━━━━━ Task input ━━━━━

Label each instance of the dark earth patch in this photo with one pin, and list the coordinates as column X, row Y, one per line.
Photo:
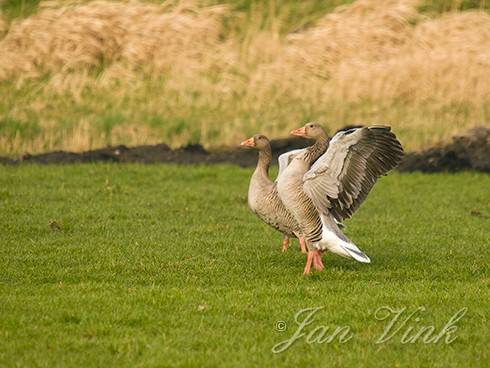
column 470, row 151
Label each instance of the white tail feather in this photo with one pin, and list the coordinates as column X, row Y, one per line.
column 336, row 245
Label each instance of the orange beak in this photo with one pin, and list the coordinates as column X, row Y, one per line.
column 248, row 143
column 300, row 132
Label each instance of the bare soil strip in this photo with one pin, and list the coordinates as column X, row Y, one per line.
column 470, row 151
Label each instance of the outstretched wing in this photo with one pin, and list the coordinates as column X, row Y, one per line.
column 340, row 180
column 286, row 158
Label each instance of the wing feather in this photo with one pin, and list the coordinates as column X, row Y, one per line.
column 343, row 176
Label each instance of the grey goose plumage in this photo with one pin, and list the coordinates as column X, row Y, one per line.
column 263, row 198
column 329, row 180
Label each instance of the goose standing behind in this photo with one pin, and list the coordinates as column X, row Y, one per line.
column 330, row 179
column 263, row 199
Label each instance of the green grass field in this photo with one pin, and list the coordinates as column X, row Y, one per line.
column 129, row 265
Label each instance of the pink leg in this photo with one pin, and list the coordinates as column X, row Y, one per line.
column 309, row 260
column 285, row 243
column 302, row 244
column 317, row 261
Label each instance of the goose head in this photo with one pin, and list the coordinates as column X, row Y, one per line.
column 309, row 130
column 258, row 141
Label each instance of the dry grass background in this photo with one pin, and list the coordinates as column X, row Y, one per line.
column 78, row 75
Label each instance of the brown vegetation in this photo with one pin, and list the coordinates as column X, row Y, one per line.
column 372, row 60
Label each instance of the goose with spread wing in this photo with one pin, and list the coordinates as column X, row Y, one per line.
column 263, row 199
column 328, row 181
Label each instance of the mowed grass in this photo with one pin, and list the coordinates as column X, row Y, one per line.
column 166, row 266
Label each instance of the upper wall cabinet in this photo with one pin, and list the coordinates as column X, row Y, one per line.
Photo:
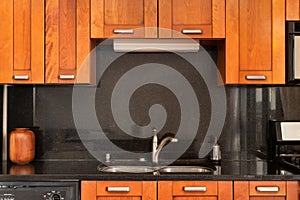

━━━━━

> [Task brief]: Render the listing, from its start up to and including the line with "column 78, row 75", as a two-column CSV headed input and output, pairing each labeling text with the coordinates given for it in a single row. Quote every field, replace line breaks with spaces, and omit the pictures.

> [Result of this task]:
input,output
"Label each instance of the dark earth patch in this photo with one pin, and list the coordinates as column X, row Y, one per line. Photo:","column 470, row 151"
"Label each instance of the white tail feather in this photo with one pin, and list the coordinates as column X, row Y, one per line.","column 336, row 245"
"Label each instance of the orange beak in this photo with one pin, and list the coordinates as column X, row Y, one per line.","column 248, row 143 column 300, row 132"
"Label each instance of the bare soil strip in this photo with one pin, and list the coordinates as column X, row Y, one per line.","column 470, row 151"
"Label each instance of the outstretched wing in this photo with one pin, and list the coordinates as column X, row Y, one per line.","column 340, row 180 column 286, row 158"
"Label each instance of the wing feather in this photo with one pin, and list the coordinates as column X, row Y, one per line.","column 343, row 176"
"Label each instance of the grey goose plumage in this photo with one pin, and list the coordinates as column X, row Y, one per line.","column 263, row 198 column 329, row 180"
"Label each instance of the goose standing behind in this photo with one pin, and list the coordinates as column X, row Y, one per line.","column 330, row 179 column 263, row 199"
"Label each instance of the green grass field in this photo with one pin, and list the coordinates as column X, row Y, one per line.","column 129, row 265"
"Label each instance of the pink leg in this photo with one pin, and list the coordinates as column X, row Y, one per line.","column 309, row 260 column 285, row 243 column 302, row 244 column 317, row 261"
"Label each instance of the goose head in this photo with one pin, and list the coordinates as column X, row Y, one per line.","column 309, row 130 column 258, row 141"
"Label each instance of the dry grass background in this photo with one pin, and list the coordinates as column X, row Y, one per line.","column 78, row 75"